MATERIAL PROVIDED ->
◇ ◇ ◇ ◇ ◇
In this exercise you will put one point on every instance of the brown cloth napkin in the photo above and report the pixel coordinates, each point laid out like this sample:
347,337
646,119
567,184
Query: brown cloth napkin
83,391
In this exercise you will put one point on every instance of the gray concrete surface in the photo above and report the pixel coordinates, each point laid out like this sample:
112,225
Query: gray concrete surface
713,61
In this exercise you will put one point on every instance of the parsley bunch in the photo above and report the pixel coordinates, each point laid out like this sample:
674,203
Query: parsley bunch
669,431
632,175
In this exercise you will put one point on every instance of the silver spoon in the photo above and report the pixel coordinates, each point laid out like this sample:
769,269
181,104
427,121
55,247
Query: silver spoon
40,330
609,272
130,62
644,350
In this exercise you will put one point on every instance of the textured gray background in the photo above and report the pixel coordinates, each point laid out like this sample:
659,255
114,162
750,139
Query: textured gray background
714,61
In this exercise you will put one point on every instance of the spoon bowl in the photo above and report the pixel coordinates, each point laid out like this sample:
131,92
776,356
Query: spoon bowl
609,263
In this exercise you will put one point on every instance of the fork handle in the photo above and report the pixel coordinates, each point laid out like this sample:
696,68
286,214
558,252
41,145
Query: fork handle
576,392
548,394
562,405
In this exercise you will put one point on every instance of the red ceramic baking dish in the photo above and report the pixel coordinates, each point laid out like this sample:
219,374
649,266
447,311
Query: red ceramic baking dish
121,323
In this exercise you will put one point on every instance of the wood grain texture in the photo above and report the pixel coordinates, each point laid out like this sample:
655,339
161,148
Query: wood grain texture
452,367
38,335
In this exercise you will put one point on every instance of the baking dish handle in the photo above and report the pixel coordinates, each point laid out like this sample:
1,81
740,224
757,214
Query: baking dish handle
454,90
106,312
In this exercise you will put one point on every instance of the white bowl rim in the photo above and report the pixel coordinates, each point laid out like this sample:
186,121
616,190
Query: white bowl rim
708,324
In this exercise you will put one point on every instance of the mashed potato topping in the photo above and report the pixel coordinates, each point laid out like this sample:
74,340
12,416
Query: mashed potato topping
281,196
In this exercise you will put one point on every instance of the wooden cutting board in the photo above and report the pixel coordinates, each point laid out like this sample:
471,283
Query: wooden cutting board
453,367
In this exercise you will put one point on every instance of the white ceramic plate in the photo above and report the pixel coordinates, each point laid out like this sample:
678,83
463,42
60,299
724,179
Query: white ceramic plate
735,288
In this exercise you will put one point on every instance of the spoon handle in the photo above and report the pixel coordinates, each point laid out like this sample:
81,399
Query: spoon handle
◇ ◇ ◇ ◇ ◇
YOUR GOAL -> Reproduce all of the records above line for line, changing nothing.

FULL RESPONSE ->
In this exercise you will put one point on every instance of the brown cloth napkin in the photo above and report the pixel coordinates, each point laid out like this sample:
347,337
646,119
567,184
Query: brown cloth napkin
83,391
In this exercise you will put one point on every instance of the gray concrete surface in the photo above and report the pixel coordinates, each point laid out like this sample:
112,225
Query: gray concrete surface
713,61
In this exercise you will put one point on every instance of the parsley bunch in the photo above and report the pixel coordinates, each point laid out like this sample:
674,203
Query: parsley bunch
669,431
632,175
In this exercise you will put one point on every instance of the silver spoon in the photo above and report the pixel coordinates, each point laid out like this sample:
769,269
181,104
427,121
55,247
Query: silver spoon
40,330
609,272
130,62
644,350
In this exercise you will put one point on every instance of the textured gray background in the photo above and report the pixel coordinates, each point laid out like this sample:
659,255
114,162
750,139
Query: textured gray background
714,61
In this exercise you will put one point on every instance of the spoon bowl in the photo above and report the pixel coordinates, each point laid out like this sample:
131,92
776,356
Query: spoon bowl
609,263
In this exercise you will put one point on every instance of the fork handle in the photo above and report the pixel coordinates, each point laid out like this sample:
696,68
286,214
558,252
41,145
Query: fork handle
576,392
548,394
562,405
In this exercise you will put one point on every instance of the red ceramic baking dish in the photo above and report the pixel coordinates, each point laid out like this sample:
219,374
649,266
447,311
Query: red ceramic baking dish
121,323
In this exercise you will put one point on every instance of the wood grain texture in the photo above and report the pixel coordinates, each point laid out like this sample:
655,339
161,148
Query: wood grain texture
452,367
38,335
In this exercise you will put one point on every instance of the baking dish handle in the photo above and report the pixel coordinates, each point laid out like this sample:
1,81
740,224
757,214
Query: baking dish handle
454,90
106,312
In this exercise you will put one point on every instance of the white bowl rim in the photo above and report the pixel coordinates, each point laid out like this sample:
186,121
616,190
Query: white bowl rim
708,324
In this exercise you will put one point on every instance of the mashed potato topping in the photo above and report the pixel coordinates, each point laid out like this sample:
74,340
12,416
Query: mashed potato topping
281,196
In this exercise you will put one point on every instance of the wooden cutting board in the photo above and report the pixel coordinates, each point laid out like this sample:
471,283
Query: wooden cutting board
453,367
In this exercise you will put one point on every instance of the white ceramic plate in the photo above and report the pixel coordinates, each point laid out like this sample:
678,83
463,42
60,299
724,179
Query: white ceramic plate
735,288
In this exercise you will put one point on every instance of the spoon handle in the photo above and report the pixel coordinates, each point laid out like this sample:
81,399
Query: spoon handle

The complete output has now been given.